## [THE EXERCISE]
Extract the lines of the records word for word, beginning at the line that contains "Please look at the image and tell me where the telegraph" and stopping after the line that contains "[0,301,600,399]". Include both of those lines, and omit the pictures.

Source records:
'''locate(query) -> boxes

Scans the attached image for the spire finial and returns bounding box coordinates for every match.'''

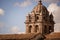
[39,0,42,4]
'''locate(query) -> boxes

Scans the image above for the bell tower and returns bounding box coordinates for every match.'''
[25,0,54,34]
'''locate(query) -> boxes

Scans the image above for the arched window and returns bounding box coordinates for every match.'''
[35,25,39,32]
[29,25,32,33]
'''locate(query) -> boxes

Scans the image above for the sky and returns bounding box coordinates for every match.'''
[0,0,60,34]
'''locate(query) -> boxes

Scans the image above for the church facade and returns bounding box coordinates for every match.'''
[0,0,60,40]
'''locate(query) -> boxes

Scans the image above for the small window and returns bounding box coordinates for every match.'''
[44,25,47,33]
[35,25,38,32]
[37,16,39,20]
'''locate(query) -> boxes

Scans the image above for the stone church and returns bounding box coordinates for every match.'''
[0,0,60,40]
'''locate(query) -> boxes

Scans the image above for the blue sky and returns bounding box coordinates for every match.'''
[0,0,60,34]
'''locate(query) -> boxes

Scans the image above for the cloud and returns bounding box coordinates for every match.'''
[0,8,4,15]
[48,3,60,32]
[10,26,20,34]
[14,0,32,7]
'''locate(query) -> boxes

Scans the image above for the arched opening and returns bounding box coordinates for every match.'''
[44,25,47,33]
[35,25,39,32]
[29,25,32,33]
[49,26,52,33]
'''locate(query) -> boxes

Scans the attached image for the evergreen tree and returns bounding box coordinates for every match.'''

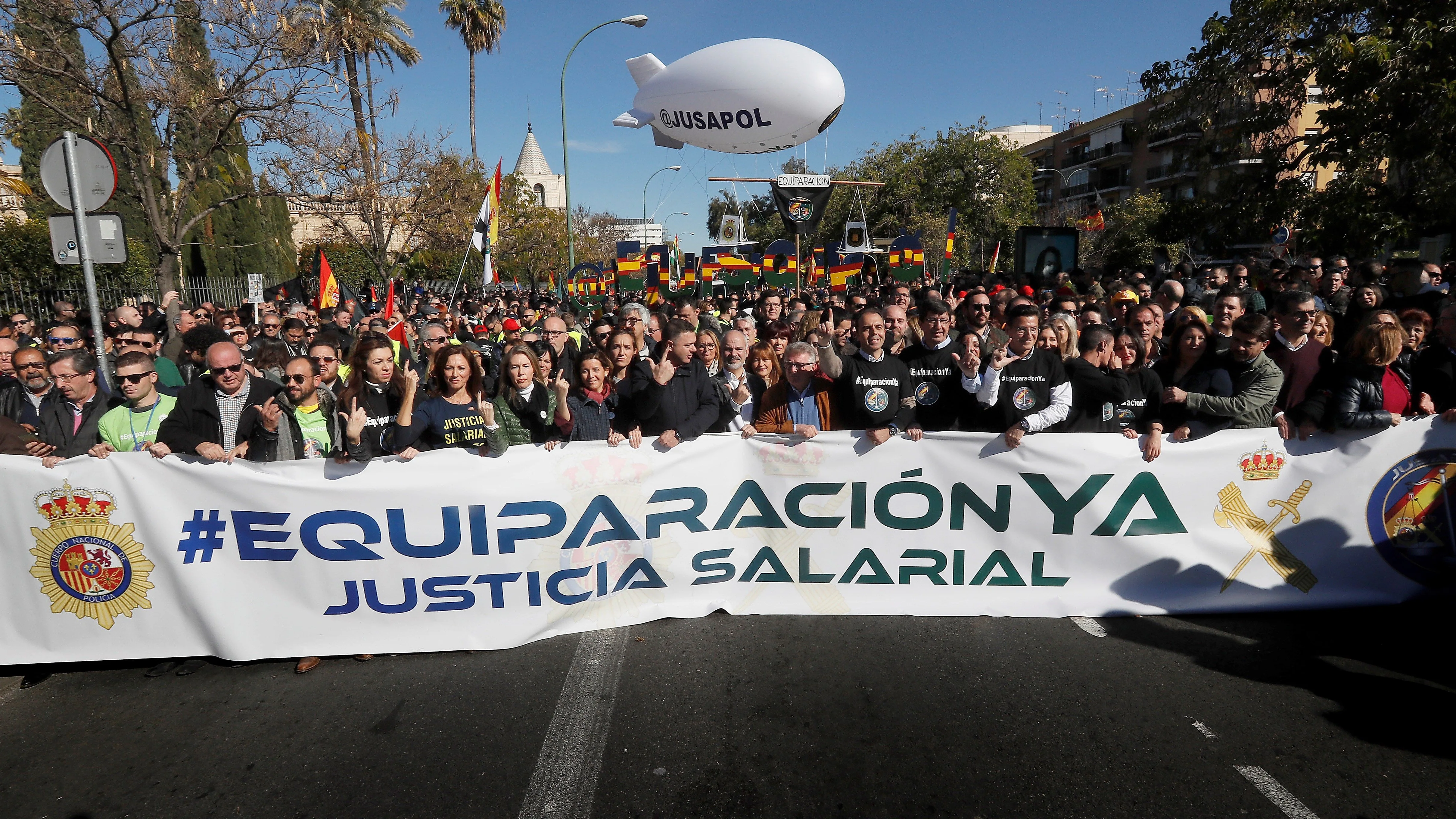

---

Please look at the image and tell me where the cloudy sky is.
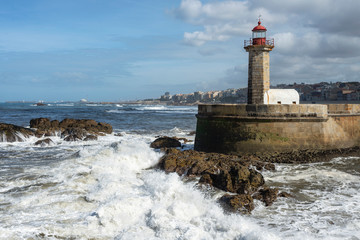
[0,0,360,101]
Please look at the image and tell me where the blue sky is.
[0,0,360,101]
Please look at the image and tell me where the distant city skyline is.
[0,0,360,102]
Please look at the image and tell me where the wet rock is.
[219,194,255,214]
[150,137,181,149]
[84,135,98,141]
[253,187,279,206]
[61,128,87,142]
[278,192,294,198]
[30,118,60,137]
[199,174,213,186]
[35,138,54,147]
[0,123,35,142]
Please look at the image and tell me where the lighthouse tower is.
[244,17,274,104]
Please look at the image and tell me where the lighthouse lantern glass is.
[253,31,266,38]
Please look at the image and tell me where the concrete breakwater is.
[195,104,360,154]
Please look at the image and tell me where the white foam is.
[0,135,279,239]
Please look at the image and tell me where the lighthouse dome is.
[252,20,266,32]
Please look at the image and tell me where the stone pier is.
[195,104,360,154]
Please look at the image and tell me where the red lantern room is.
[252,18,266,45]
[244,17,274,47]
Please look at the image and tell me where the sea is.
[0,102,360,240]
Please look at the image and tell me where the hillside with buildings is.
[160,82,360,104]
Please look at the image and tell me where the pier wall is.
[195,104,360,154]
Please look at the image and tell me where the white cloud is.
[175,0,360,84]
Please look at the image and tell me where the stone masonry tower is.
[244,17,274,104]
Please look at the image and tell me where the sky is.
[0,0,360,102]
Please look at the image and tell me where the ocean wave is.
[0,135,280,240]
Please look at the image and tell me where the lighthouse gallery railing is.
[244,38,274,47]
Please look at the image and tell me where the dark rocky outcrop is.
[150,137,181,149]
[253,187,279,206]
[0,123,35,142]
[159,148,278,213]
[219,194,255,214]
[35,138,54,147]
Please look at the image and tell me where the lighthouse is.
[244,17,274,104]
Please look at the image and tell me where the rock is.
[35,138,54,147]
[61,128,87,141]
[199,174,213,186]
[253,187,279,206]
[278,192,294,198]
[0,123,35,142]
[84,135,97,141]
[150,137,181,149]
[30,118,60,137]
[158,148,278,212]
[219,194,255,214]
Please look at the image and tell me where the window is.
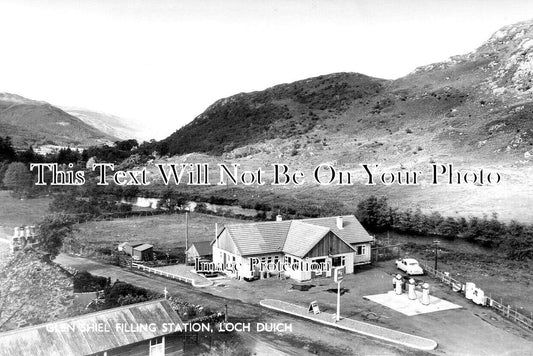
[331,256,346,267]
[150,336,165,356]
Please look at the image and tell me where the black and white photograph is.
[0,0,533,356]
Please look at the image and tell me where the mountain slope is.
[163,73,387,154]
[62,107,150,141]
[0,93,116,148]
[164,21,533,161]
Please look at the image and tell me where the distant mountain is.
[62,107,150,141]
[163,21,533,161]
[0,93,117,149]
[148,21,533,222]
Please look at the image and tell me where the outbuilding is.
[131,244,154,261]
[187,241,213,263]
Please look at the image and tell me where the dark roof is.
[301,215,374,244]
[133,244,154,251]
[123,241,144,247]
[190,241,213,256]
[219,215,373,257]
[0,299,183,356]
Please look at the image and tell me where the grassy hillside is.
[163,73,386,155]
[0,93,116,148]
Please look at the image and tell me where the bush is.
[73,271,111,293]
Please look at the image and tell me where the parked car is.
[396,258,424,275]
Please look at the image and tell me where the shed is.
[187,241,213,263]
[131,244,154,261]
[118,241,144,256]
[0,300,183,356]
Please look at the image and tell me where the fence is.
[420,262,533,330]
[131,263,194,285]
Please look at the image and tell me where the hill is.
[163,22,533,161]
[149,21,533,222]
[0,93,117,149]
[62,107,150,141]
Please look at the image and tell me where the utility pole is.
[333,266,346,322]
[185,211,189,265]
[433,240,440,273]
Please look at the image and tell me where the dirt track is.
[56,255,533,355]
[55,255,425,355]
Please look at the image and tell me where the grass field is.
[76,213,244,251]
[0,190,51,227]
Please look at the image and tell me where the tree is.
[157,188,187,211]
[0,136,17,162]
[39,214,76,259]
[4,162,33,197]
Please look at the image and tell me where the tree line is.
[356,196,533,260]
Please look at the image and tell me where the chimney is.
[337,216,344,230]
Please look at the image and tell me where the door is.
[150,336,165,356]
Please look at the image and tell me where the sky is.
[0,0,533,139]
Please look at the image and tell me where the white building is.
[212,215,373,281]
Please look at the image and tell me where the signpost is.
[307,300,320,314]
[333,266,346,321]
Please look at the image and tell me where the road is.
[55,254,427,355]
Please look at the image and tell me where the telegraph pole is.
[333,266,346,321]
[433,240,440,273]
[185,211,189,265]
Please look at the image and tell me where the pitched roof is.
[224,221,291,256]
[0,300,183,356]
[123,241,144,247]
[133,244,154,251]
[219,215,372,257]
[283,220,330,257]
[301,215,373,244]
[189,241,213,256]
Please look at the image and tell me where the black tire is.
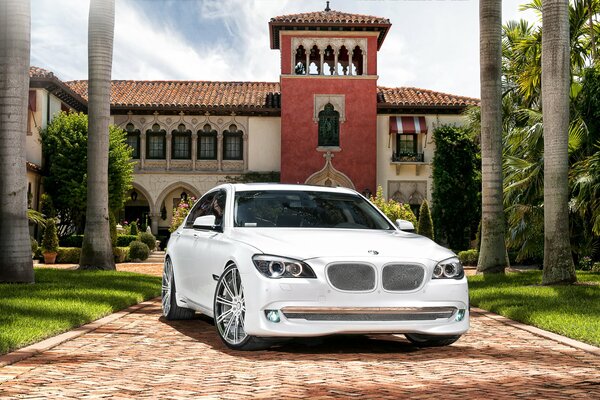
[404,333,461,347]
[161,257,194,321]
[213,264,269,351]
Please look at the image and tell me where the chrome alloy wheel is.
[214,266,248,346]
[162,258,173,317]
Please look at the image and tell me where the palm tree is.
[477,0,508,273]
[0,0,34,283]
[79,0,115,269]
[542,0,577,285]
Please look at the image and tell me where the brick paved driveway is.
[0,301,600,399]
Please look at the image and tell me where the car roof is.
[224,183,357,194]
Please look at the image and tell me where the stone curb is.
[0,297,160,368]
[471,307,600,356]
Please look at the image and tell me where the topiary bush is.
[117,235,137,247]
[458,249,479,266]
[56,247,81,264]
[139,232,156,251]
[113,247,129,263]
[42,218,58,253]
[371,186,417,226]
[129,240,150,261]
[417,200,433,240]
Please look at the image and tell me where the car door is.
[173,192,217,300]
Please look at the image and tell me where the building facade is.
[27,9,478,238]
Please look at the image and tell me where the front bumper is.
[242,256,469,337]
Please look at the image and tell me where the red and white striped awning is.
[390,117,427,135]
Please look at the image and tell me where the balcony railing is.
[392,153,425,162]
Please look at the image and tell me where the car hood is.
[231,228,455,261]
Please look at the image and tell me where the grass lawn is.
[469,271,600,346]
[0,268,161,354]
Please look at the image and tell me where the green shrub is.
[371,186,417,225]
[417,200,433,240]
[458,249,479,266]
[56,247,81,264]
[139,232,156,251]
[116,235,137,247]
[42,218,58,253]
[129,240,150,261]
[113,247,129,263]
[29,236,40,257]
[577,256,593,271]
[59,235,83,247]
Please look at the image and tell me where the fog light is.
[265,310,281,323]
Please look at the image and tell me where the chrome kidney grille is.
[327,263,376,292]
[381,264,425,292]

--

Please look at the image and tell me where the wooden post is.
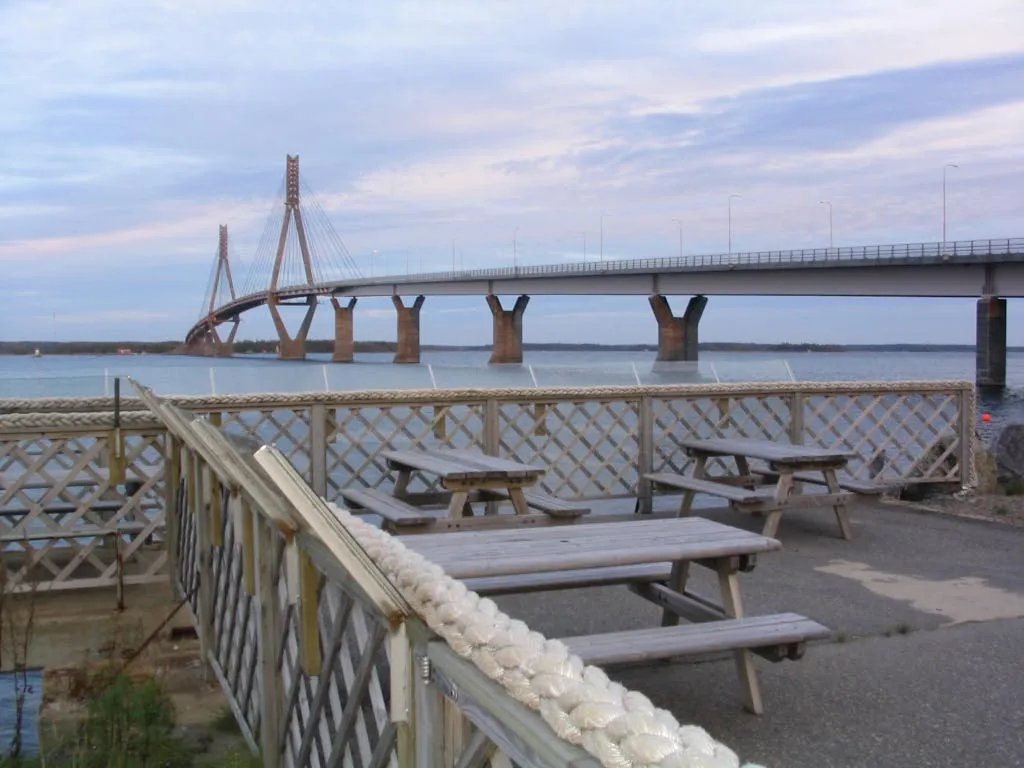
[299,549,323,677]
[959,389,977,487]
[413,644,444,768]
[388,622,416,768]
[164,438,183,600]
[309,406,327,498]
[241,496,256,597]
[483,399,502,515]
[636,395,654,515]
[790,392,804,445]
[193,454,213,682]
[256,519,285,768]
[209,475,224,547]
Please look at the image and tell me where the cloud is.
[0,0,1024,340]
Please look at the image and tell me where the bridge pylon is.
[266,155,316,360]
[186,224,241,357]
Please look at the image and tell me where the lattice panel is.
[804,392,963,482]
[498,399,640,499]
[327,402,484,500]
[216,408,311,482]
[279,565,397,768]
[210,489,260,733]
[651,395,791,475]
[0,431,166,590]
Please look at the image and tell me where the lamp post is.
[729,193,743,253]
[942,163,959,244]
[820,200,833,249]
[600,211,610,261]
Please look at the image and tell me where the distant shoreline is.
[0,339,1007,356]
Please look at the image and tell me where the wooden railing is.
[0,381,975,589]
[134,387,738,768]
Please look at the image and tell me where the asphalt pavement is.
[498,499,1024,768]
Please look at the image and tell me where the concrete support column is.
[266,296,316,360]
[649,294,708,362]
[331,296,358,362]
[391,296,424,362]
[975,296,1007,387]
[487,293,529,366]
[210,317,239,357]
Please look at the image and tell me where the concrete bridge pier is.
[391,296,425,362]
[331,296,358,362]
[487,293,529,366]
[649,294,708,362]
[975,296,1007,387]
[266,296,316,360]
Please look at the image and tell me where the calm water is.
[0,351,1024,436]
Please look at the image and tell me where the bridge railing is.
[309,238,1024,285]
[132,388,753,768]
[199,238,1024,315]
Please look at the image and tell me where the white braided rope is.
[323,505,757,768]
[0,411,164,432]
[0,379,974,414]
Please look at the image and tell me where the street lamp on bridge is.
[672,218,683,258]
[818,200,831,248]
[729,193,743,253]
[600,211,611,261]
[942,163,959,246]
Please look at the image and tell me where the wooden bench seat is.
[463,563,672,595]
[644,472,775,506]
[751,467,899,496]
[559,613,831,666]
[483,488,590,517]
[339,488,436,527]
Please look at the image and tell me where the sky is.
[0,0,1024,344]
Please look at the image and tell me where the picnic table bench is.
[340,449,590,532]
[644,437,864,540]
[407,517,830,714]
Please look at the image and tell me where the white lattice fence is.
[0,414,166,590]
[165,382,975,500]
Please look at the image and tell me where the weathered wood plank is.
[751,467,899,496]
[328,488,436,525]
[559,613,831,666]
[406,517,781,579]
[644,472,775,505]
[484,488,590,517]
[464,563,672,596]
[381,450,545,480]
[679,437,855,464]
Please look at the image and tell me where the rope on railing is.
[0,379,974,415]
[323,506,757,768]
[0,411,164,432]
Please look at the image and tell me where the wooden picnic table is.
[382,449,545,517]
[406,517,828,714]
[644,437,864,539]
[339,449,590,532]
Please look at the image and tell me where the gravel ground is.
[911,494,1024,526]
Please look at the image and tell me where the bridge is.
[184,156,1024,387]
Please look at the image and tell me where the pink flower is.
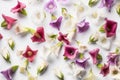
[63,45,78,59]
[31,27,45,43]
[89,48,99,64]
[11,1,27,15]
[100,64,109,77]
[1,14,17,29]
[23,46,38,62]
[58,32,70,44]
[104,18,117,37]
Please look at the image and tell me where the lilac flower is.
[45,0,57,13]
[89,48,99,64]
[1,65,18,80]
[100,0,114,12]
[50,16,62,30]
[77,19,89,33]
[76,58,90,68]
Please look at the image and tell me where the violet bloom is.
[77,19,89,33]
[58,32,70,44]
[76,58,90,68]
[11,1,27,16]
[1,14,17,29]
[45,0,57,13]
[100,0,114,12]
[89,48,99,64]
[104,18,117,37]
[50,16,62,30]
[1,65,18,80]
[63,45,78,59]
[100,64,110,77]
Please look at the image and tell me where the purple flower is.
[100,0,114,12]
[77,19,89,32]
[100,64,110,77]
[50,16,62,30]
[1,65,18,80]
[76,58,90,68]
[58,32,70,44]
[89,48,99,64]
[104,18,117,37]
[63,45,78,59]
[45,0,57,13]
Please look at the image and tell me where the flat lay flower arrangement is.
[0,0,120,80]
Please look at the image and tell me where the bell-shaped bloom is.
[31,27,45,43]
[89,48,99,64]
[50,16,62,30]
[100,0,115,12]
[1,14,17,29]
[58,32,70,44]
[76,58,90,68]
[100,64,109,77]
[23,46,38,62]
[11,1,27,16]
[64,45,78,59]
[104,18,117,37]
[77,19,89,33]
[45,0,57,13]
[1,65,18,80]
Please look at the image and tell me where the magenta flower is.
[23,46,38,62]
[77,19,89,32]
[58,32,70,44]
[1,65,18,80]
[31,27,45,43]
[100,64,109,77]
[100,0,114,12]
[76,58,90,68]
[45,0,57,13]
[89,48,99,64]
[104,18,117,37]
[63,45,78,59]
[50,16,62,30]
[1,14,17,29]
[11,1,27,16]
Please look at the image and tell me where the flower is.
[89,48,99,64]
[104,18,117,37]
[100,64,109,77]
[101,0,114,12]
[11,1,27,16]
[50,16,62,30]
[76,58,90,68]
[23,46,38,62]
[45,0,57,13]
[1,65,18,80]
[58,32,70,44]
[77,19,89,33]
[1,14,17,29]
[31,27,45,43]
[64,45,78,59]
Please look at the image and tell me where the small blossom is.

## [SOLUTION FOR THIS EXERCISE]
Please look at the image and tell me where the telegraph pole is.
[333,266,346,321]
[433,240,440,273]
[185,211,189,265]
Please look at the image and tell me where the pitched roof is.
[224,221,291,256]
[0,300,183,356]
[123,241,144,247]
[133,244,154,251]
[219,215,372,257]
[283,220,330,257]
[301,215,373,244]
[189,241,213,256]
Please look at the image and tell me where the black tire is.
[404,333,461,347]
[161,257,194,321]
[213,264,269,351]
Please look at the image and tell me where the chrome alloy wheel is.
[214,266,248,346]
[162,258,173,317]
Please look at the image and tell me where the palm tree is.
[477,0,508,273]
[0,0,34,283]
[79,0,115,269]
[542,0,577,285]
Please look at the image and tell me where the brick paved driveway is.
[0,301,600,399]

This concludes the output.